══ Data shown ══

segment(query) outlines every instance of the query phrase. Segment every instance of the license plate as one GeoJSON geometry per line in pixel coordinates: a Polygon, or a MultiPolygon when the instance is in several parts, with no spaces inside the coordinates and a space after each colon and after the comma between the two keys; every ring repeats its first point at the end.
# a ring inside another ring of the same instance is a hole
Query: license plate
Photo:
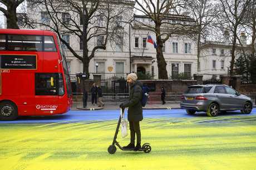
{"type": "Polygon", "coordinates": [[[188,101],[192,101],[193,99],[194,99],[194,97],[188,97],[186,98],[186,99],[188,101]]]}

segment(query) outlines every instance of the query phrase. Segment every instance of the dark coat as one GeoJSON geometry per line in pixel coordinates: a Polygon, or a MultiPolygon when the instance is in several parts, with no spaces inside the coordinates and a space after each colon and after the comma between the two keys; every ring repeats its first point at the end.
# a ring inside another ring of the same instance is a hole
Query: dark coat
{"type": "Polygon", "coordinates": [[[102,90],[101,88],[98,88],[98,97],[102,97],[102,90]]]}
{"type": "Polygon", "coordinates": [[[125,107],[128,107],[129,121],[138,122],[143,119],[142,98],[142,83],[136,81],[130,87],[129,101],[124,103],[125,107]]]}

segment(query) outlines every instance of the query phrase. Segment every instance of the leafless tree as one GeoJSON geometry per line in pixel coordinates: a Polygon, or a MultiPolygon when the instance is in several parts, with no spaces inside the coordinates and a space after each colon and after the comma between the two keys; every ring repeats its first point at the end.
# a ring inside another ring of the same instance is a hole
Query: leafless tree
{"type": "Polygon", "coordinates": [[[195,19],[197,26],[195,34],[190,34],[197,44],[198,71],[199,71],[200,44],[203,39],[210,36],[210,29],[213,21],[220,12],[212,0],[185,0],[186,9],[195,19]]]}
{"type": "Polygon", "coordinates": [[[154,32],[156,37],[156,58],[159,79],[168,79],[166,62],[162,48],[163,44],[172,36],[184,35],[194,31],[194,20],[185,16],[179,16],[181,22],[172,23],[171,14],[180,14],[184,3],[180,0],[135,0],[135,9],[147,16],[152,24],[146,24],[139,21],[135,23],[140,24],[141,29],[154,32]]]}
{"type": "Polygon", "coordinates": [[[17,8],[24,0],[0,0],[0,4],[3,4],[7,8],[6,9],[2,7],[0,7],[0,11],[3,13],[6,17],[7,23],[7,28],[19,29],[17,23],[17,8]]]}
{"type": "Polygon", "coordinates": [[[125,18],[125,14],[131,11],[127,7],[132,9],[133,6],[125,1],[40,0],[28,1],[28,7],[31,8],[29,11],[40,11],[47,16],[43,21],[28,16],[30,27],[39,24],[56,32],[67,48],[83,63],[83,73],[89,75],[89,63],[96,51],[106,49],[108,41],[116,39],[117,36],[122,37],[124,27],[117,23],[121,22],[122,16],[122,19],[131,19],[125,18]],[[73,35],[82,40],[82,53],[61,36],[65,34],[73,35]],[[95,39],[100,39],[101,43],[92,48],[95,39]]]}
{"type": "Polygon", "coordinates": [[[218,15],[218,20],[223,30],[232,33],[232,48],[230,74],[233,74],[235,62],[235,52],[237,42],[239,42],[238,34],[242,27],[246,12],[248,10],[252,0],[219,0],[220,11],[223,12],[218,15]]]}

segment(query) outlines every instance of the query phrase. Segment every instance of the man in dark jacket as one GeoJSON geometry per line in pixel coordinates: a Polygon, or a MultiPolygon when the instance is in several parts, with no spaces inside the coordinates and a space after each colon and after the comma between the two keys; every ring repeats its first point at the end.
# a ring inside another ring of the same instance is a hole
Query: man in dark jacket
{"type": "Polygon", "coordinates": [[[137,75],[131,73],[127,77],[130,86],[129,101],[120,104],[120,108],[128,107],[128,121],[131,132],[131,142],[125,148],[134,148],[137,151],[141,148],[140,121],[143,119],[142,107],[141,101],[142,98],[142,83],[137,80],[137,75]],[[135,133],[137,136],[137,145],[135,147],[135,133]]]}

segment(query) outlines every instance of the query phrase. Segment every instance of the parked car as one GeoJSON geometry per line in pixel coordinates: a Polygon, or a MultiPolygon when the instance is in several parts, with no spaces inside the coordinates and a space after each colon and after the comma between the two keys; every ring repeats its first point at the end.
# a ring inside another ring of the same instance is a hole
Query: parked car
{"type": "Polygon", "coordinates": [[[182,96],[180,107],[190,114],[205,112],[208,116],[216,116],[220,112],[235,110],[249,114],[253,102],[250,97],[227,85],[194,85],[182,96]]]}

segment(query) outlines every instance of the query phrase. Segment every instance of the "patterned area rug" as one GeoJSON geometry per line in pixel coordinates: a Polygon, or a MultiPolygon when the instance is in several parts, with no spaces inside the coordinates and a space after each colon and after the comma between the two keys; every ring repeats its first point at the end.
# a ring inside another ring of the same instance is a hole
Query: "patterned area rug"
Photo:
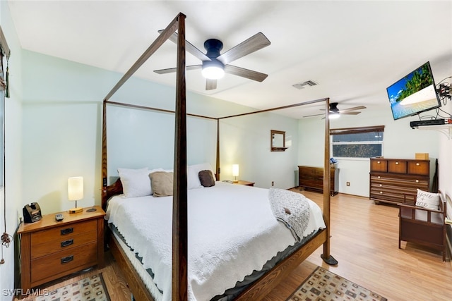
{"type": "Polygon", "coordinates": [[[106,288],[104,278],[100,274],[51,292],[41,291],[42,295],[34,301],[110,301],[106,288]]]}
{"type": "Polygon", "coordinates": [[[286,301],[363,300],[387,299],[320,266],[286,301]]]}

═══

Exercise brief =
Quote the data above in full, leaving out the pictures it holds.

Final result =
segment(query) outlines every instance of the query phrase. Segment every instance of the license plate as one GeoJSON geometry per line in pixel coordinates: a Polygon, or a MultiPolygon when the instance is in several parts, with no spaces inside the coordinates and a space after each colon and after the comma between the two keys; every ring repeats its first point at the end.
# a ring inside another ring of the same instance is a hole
Query: license plate
Photo:
{"type": "Polygon", "coordinates": [[[188,101],[192,101],[193,99],[194,99],[194,97],[188,97],[186,98],[186,99],[188,101]]]}

segment(query) outlines every instance of the query phrase. Segment every instance of the dark coat as one GeoJSON geometry per line in pixel coordinates: a Polygon, or a MultiPolygon when the instance is in several parts, with no spaces inside the coordinates and a space after each colon and after the comma between the two keys; every ring repeats its first point at the end.
# a ring inside another ring of the same instance is a hole
Query: dark coat
{"type": "Polygon", "coordinates": [[[102,90],[101,88],[98,88],[98,97],[102,97],[102,90]]]}
{"type": "Polygon", "coordinates": [[[125,107],[128,107],[129,121],[138,122],[143,119],[142,98],[142,83],[136,81],[130,87],[129,101],[124,103],[125,107]]]}

segment(query) outlines every instance of the query phrase. Segment every instance of the leafless tree as one GeoJSON geometry per line in pixel coordinates: a Polygon, or a MultiPolygon when the instance is in several parts, with no spaces inside the coordinates and a space after each colon and after the comma between the two keys; every ring repeats its first point at the end.
# a ring inside another ring of the same instance is a hole
Query: leafless tree
{"type": "Polygon", "coordinates": [[[195,19],[197,26],[195,34],[190,34],[197,44],[198,71],[199,71],[200,44],[203,39],[210,36],[210,29],[213,21],[220,12],[212,0],[185,0],[186,9],[195,19]]]}
{"type": "Polygon", "coordinates": [[[154,32],[156,37],[156,58],[159,79],[168,79],[166,62],[162,48],[163,44],[172,36],[184,35],[194,31],[194,20],[185,16],[179,16],[181,22],[172,23],[171,14],[180,14],[184,3],[180,0],[135,0],[135,9],[147,16],[152,24],[146,24],[139,21],[135,23],[140,24],[141,29],[154,32]]]}
{"type": "Polygon", "coordinates": [[[17,8],[24,0],[0,0],[0,4],[3,4],[7,8],[6,9],[2,7],[0,7],[0,11],[3,13],[6,17],[7,23],[7,28],[19,29],[17,23],[17,8]]]}
{"type": "Polygon", "coordinates": [[[125,18],[125,14],[131,11],[127,7],[132,9],[133,6],[125,1],[40,0],[28,1],[28,7],[31,8],[29,11],[40,11],[47,16],[43,21],[28,16],[30,27],[39,24],[56,32],[67,48],[83,63],[83,73],[89,75],[89,63],[96,51],[106,49],[108,41],[116,39],[117,36],[122,37],[124,27],[117,23],[121,22],[122,16],[122,19],[131,19],[125,18]],[[73,35],[82,40],[82,53],[61,36],[65,34],[73,35]],[[95,39],[100,39],[101,43],[92,48],[95,39]]]}
{"type": "Polygon", "coordinates": [[[218,15],[218,20],[223,30],[232,33],[232,48],[230,74],[233,74],[235,62],[235,52],[237,42],[239,42],[238,34],[242,27],[246,12],[248,10],[252,0],[219,0],[220,11],[223,12],[218,15]]]}

segment(query) outlines every instance of the query phrase. Segment every instance of the man in dark jacket as one GeoJSON geometry per line in pixel coordinates: a Polygon, or a MultiPolygon when the instance is in several parts, with no spaces inside the coordinates and a space after each colon and after the comma between the two keys; every ring repeats its first point at the end.
# a ring inside another ring of the same instance is a hole
Query: man in dark jacket
{"type": "Polygon", "coordinates": [[[137,75],[131,73],[127,77],[130,86],[129,101],[120,104],[120,108],[128,107],[128,121],[131,132],[131,142],[125,148],[134,148],[137,151],[141,148],[140,121],[143,119],[142,107],[141,101],[142,98],[142,83],[137,80],[137,75]],[[135,133],[137,136],[137,145],[135,147],[135,133]]]}

segment(query) outlines every instance of the query phrase. Segment every instance of the parked car as one GeoJSON geometry per line in pixel coordinates: a Polygon, or a MultiPolygon when the instance is in several parts, with no spaces inside the coordinates and a space after each colon and after the comma between the two keys; every ring repeats its first point at the end.
# a ring inside another ring of the same instance is a hole
Query: parked car
{"type": "Polygon", "coordinates": [[[182,96],[180,107],[190,114],[205,112],[208,116],[216,116],[220,112],[235,110],[249,114],[253,102],[250,97],[227,85],[194,85],[182,96]]]}

segment(query) outlines every instance of the query phrase. Segment every instance of the "patterned area rug" as one GeoJSON geometry per line in pixel coordinates: a Polygon, or a MultiPolygon when the instance is in several parts, with no spaces inside the coordinates and a space after each colon and after the comma between the two keys; every ring repeats its first point at the end.
# a ring inside another ring of the same instance is a hole
Query: "patterned area rug"
Photo:
{"type": "Polygon", "coordinates": [[[106,288],[104,278],[100,274],[51,292],[41,291],[42,295],[34,301],[110,301],[106,288]]]}
{"type": "Polygon", "coordinates": [[[286,301],[363,300],[387,299],[320,266],[286,301]]]}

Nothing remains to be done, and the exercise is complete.